- TEKST -
Een sterk lichaamsschema helpt bij het begrijpen van ruimtelijke concepten en het correct uitvoeren van bewegingen, wat direct van invloed is op de nauwkeurigheid van het schrijven.
> **Tip:** Stimuleer het lichaamsschema door lichaamsdelen te benoemen, bewegingsliedjes te zingen, spiegelbewegingen te doen en lichaamspuzzels te maken.
### 2.6 Ruimte- en tijdsperceptie
Het vermogen om zichzelf in de ruimte te oriënteren, posities, richtingen en afstanden te bepalen, is essentieel voor schrijven op een plat vlak. Kinderen leren eerst oriëntatie in de werkelijke ruimte, vervolgens in verkleinde en afgebeelde ruimte, om uiteindelijk tot abstracte ruimtelijke concepten te komen. Tijdsperceptie, het inschatten van de snelheid van bewegingen, is ook van belang voor het schrijftempo.
> **Tip:** Stimuleer ruimte- en tijdsperceptie met activiteiten zoals hinkelbanen, vangen en gooien, yogahoudingen, plaatszoekspelen en het volgen van hindernisparcours.
### 2.7 Grove en fijne motoriek
Grove motoriek omvat grootschalige lichaamsbewegingen zoals kruipen, springen en klimmen. Deze vaardigheden leggen een fundamentele basis voor kracht, stabiliteit en lichaamsbeheersing die nodig zijn voor fijne motoriek. Fijne motoriek betreft precieze, nauwkeurige bewegingen van handen en vingers, zoals bij schrijven. De ontwikkeling van de pengreep verloopt geleidelijk:
* **1-jarigen:** Palmgreep.
* **2-3-jarigen:** Penseelgreep.
* **5-6-jarigen:** Pincetgreep of dynamische driepuntsgreep.
Een goede pengreep ontstaat rond de leeftijd van vijf tot zeven jaar, waarbij duim, wijsvinger en middelvinger samenwerken om het schrijfgerei te sturen en te ondersteunen.
> **Tip:** Zorg voor veel bewegingskansen voor jonge kinderen, van muurschilderen tot balspelen en dansen, om de schouder-, elleboog- en polsgewrichten te ontwikkelen.
### 2.8 Coördinatie
Coördinatie is het vermogen om verschillende bewegingen tegelijkertijd uit te voeren of verschillende lichaamsdelen te laten samenwerken, zoals bij werpen, vangen of schrijven. Specifiek voor schrijven is de bimanuele coördinatie, waarbij beide handen samenwerken. Dit ontwikkelt zich van symmetrische naar asymmetrische bewegingen.

- OPDRACHT A -
Beantwoord de volgende vragen over de tekst:
(i) Rond welke leeftijd ontstaat een goede pengreep?
(ii) Welke greep hoort bij 2-3-jarigen?
(iii) Welke vorm van coördinatie is specifiek voor schrijven?
- OPDRACHT B -
Neem het deel van de tekst dat begint met de woorden "### 2.8 Coördinatie" en eindigt met "naar asymmetrische bewegingen." opnieuw op. Vervang daarin "bimanuele coördinatie" door "tweehandige coördinatie".

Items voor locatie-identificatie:
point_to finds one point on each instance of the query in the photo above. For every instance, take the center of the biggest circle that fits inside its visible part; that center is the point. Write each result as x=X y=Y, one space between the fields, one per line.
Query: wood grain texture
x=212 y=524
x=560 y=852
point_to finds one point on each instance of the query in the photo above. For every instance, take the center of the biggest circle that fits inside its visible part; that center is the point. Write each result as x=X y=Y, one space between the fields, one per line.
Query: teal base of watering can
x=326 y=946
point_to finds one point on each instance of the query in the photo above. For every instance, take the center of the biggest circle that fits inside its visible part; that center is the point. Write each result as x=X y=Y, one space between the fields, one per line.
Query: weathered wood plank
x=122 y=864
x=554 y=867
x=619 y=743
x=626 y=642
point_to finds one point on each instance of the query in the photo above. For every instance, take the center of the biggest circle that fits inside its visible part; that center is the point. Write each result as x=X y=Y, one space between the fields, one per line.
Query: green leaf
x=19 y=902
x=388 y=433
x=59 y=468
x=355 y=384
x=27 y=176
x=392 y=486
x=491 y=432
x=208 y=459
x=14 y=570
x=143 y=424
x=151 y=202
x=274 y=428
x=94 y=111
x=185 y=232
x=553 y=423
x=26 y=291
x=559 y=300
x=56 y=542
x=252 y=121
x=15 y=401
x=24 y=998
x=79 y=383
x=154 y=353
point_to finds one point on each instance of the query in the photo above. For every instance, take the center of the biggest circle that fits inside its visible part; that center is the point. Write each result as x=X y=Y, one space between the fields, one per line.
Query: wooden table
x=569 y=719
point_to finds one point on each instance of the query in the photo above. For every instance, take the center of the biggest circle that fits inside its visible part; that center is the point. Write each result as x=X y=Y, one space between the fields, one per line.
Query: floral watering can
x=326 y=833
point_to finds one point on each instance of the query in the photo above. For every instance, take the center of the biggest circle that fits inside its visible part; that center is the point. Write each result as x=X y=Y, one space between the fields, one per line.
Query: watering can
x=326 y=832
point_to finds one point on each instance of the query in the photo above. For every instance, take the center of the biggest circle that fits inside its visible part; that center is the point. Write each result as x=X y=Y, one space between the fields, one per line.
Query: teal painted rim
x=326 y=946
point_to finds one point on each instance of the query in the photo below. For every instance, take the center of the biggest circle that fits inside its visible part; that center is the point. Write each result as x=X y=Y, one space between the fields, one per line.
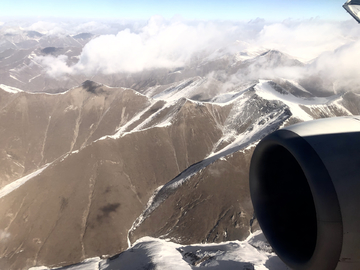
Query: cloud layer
x=167 y=44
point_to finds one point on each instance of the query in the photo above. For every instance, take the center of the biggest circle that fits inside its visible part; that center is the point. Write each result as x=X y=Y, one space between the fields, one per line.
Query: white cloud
x=167 y=44
x=158 y=45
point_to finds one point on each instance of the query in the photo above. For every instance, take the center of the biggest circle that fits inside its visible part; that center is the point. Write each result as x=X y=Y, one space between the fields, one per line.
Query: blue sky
x=188 y=9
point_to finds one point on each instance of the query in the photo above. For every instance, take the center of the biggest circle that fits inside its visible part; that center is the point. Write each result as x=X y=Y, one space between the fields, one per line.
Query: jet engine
x=305 y=189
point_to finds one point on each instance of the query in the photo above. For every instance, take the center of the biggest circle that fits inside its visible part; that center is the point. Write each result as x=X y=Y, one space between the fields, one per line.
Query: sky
x=238 y=10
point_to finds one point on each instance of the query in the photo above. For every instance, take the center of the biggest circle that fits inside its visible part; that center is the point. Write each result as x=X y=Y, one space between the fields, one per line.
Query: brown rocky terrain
x=122 y=165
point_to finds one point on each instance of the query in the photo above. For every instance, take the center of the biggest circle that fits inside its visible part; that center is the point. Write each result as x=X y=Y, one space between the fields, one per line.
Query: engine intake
x=305 y=189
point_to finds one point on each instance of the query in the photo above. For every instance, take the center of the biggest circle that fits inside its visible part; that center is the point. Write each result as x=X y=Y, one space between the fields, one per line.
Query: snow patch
x=16 y=184
x=151 y=253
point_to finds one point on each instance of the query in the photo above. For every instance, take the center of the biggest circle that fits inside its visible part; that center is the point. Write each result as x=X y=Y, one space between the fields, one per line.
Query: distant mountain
x=91 y=164
x=120 y=165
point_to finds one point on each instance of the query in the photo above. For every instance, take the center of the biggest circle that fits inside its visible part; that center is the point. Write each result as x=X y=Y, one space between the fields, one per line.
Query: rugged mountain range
x=89 y=167
x=89 y=171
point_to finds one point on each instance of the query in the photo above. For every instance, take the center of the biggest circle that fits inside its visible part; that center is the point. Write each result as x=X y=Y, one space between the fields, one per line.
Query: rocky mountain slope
x=90 y=171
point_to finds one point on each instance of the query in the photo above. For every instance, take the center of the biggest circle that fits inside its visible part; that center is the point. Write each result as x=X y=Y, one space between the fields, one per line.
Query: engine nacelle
x=305 y=189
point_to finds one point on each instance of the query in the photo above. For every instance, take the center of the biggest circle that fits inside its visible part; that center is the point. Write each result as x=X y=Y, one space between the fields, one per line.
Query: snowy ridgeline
x=150 y=253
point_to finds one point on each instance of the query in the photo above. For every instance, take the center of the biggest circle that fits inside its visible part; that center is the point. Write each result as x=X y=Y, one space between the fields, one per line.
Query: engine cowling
x=305 y=189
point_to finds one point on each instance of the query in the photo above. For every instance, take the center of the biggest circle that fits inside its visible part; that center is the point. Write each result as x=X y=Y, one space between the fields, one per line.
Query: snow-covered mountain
x=92 y=170
x=138 y=163
x=152 y=253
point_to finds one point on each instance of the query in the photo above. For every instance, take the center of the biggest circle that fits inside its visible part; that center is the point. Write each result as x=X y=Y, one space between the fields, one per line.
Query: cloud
x=158 y=45
x=167 y=44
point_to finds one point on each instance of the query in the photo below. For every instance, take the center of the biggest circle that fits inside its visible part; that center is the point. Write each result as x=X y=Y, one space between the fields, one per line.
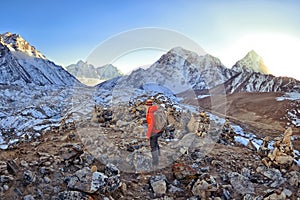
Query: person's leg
x=154 y=149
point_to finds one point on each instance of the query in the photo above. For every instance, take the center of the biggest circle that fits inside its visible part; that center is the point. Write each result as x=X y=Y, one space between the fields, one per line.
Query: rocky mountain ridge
x=181 y=70
x=21 y=64
x=84 y=70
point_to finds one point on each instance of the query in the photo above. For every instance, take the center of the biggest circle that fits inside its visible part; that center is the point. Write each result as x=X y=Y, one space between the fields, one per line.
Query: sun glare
x=279 y=52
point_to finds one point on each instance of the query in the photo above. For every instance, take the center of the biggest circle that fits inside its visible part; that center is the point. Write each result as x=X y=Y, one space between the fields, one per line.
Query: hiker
x=153 y=134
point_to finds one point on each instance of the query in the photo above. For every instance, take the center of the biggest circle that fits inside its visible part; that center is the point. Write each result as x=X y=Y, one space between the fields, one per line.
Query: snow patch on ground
x=293 y=96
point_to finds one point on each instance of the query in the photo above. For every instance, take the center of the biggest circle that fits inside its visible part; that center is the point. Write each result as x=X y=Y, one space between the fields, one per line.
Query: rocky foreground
x=110 y=159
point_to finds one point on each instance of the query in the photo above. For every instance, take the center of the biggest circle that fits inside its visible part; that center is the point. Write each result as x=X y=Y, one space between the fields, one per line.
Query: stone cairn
x=101 y=115
x=199 y=124
x=283 y=153
x=227 y=134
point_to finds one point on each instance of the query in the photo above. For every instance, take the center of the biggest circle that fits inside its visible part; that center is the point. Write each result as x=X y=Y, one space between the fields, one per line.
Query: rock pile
x=283 y=153
x=227 y=134
x=199 y=124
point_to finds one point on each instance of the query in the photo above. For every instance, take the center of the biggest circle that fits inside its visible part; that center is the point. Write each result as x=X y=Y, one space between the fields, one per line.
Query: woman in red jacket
x=152 y=134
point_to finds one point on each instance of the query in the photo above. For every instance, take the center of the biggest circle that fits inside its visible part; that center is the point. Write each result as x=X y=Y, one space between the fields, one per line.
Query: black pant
x=155 y=151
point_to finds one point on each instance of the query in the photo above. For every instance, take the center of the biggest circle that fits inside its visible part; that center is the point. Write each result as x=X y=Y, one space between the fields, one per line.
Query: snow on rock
x=293 y=96
x=22 y=64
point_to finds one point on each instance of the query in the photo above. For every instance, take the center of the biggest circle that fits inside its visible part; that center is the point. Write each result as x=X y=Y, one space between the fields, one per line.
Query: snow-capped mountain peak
x=252 y=62
x=21 y=64
x=16 y=43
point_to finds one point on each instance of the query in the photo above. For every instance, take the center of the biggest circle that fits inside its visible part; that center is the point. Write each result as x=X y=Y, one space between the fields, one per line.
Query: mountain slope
x=21 y=63
x=90 y=75
x=252 y=62
x=180 y=70
x=252 y=77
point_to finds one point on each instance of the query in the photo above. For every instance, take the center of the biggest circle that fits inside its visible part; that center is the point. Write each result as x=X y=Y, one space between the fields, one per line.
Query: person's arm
x=150 y=128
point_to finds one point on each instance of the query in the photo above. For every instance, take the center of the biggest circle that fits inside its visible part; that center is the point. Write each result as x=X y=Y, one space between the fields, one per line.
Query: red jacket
x=151 y=121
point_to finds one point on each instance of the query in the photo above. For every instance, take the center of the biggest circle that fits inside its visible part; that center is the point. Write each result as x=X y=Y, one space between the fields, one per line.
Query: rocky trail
x=108 y=157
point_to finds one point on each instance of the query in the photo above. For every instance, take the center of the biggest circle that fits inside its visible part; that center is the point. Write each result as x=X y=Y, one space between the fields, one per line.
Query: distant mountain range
x=180 y=70
x=83 y=70
x=21 y=63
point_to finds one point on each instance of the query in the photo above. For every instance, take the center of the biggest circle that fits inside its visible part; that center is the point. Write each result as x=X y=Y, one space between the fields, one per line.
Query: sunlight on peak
x=279 y=51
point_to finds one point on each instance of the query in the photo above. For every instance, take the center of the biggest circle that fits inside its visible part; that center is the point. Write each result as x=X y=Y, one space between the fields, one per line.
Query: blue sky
x=67 y=31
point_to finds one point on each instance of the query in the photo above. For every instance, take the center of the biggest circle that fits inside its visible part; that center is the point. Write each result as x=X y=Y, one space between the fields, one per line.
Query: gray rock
x=23 y=163
x=159 y=187
x=240 y=183
x=174 y=189
x=5 y=187
x=293 y=178
x=28 y=197
x=226 y=194
x=111 y=170
x=142 y=162
x=87 y=158
x=98 y=182
x=6 y=179
x=90 y=182
x=275 y=175
x=3 y=166
x=28 y=177
x=158 y=184
x=86 y=181
x=287 y=192
x=73 y=195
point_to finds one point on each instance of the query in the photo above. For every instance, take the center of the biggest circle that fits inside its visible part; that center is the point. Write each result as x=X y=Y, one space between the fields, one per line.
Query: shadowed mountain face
x=180 y=70
x=21 y=63
x=83 y=70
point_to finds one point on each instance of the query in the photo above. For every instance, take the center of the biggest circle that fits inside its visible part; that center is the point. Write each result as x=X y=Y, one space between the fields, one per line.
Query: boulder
x=241 y=184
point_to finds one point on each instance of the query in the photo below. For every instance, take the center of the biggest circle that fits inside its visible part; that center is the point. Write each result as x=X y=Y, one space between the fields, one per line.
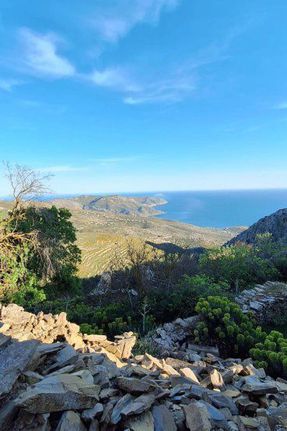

- ANTWOORD A -
(i) Een goede pengreep ontstaat rond de leeftijd van vijf tot zeven jaar.
(ii) Bij 2-3-jarigen hoort de penseelgreep.
(iii) Specifiek voor schrijven is de bimanuele coördinatie, waarbij beide handen samenwerken.

- ANTWOORD B -
### 2.8 Coördinatie
Coördinatie is het vermogen om verschillende bewegingen tegelijkertijd uit te voeren of verschillende lichaamsdelen te laten samenwerken, zoals bij werpen, vangen of schrijven. Specifiek voor schrijven is de tweehandige coördinatie, waarbij beide handen samenwerken. Dit ontwikkelt zich van symmetrische naar asymmetrische bewegingen.